-- Dataset content --
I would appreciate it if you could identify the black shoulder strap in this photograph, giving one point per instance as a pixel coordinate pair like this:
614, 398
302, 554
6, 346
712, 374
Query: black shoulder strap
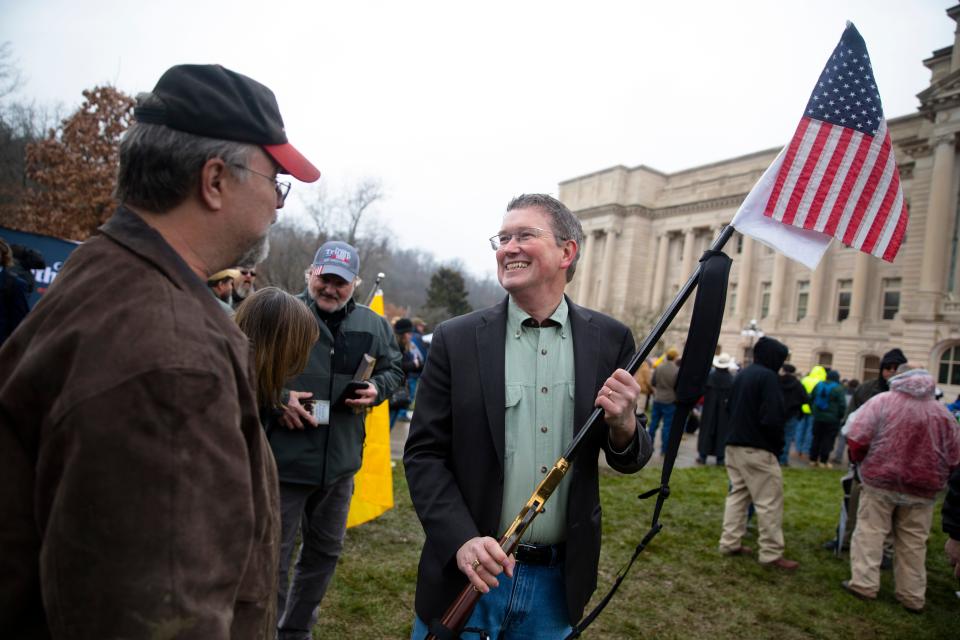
698, 352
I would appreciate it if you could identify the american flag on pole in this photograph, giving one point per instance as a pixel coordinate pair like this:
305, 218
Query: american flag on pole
838, 176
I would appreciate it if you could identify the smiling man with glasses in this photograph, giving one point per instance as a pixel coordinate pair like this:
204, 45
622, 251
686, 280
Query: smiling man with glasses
244, 285
139, 493
497, 404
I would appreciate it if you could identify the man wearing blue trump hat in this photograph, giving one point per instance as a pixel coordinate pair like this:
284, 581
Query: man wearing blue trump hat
318, 442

-- Task description --
Look through the data above. Each line containing the word "point" needs to be copied.

-- Worked solution --
I would appreciate it if you could identify the black shoulder strap in this photograph, giving one point per instance as a pixel coordinate pair like this:
I would appreciate it if you could identify the american flag on pole in this photograph, giving one point per instance as a pixel coordinate pair like this:
I would appreciate it if you could identify the smiling man with glasses in this photograph, giving one point per instance as a pixel coordinate pair like this:
I would appreciate it if you could identify the man wearing blue trump hat in this photograph, giving one point per instance as a pixel coordinate pair like this:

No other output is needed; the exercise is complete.